* _EXERCISE REQUIREMENTS_:
Can you output the lines of the material from the line containing "Target: gull head" up to and including the line containing "M 713 377 L" as a numbered list, leaving out any blank lines?

Region outline entries:
begin
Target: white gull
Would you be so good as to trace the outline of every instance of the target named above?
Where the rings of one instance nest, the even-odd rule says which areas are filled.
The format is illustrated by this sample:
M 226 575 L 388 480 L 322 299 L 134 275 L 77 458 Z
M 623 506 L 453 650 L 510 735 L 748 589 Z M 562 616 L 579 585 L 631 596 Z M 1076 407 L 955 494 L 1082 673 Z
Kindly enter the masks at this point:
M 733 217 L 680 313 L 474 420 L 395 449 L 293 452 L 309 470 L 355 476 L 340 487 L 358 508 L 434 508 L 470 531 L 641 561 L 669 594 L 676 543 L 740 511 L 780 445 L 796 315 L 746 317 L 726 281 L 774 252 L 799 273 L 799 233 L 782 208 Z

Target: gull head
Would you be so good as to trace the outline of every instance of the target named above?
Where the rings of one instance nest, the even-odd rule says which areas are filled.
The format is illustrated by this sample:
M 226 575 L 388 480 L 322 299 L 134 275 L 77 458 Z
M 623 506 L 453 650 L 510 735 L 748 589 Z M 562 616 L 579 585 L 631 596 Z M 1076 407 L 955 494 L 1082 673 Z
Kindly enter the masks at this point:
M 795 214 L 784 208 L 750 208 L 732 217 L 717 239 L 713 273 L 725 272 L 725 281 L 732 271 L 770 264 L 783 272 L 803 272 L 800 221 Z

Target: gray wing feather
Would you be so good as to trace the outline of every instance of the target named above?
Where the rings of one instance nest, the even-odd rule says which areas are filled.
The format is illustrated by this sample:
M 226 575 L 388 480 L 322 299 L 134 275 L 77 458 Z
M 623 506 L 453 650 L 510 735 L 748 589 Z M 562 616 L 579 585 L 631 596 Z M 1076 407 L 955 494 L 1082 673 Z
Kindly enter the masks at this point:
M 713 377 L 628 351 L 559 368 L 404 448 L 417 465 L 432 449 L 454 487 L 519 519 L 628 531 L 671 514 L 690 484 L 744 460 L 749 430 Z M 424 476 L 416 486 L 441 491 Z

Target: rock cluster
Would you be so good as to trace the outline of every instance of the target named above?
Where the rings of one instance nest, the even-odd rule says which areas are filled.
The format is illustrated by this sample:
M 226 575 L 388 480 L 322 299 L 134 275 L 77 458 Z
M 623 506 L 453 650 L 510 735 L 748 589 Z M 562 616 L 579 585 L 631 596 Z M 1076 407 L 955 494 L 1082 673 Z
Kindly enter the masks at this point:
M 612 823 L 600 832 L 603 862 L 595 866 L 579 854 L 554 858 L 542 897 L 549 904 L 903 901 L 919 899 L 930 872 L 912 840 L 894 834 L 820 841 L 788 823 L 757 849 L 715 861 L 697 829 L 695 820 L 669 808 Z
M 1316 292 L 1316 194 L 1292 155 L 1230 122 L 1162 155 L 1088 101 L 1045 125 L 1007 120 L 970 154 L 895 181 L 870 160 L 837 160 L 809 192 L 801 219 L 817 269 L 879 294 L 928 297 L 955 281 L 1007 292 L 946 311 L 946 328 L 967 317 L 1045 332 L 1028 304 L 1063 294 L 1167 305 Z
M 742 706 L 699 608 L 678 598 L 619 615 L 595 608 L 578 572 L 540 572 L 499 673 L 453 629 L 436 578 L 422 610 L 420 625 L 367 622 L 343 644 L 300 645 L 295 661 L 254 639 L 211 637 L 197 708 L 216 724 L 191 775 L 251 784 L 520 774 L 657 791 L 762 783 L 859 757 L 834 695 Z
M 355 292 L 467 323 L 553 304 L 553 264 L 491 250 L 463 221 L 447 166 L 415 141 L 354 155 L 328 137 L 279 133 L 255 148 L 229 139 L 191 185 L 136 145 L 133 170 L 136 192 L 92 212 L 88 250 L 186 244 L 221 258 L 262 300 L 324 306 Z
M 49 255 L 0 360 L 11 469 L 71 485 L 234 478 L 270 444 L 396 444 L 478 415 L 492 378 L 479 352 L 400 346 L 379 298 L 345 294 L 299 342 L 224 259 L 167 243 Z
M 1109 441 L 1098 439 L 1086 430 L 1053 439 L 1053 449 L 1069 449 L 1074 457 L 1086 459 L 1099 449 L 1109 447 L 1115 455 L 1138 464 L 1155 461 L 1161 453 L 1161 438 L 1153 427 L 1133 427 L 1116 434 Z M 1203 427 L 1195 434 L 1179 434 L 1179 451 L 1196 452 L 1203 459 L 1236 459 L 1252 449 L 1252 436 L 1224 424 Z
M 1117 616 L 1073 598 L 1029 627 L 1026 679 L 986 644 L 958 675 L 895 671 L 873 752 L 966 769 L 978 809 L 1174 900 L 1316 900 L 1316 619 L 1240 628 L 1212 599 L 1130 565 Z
end
* _COMPLETE ANSWER_:
1. Target: gull head
2. Would you be so good as to trace the outline of every instance of the target named above?
3. Where the rings of one instance nest, the even-odd rule says which areas are filled.
4. The format is illustrated by this sample:
5. M 226 575 L 388 480 L 322 299 L 134 275 L 77 458 Z
6. M 623 506 L 453 650 L 510 735 L 748 589 Z M 562 616 L 579 585 L 631 596 Z M 1076 407 L 955 494 L 1082 673 Z
7. Kindly enter the masks at this point:
8. M 795 214 L 784 208 L 750 208 L 732 217 L 717 239 L 713 273 L 725 272 L 725 281 L 732 271 L 770 264 L 783 272 L 803 272 L 800 221 Z
9. Target: gray wing feather
10. Would you be so good as to trace the outline of every instance of the target named above?
11. Where the rings of one instance nest, the even-odd rule says which areas are filled.
12. The format is illustrated by this sample:
13. M 226 575 L 388 480 L 322 299 L 134 275 L 77 458 Z
14. M 623 506 L 453 650 L 510 735 L 748 589 Z M 562 616 L 579 585 L 631 596 Z M 1076 407 L 955 494 L 1082 673 Z
15. Kindly enter the masks at this point:
16. M 713 377 L 628 351 L 559 368 L 404 448 L 417 465 L 432 449 L 454 487 L 519 519 L 628 531 L 671 514 L 690 484 L 744 460 L 749 430 Z M 424 476 L 416 486 L 441 491 Z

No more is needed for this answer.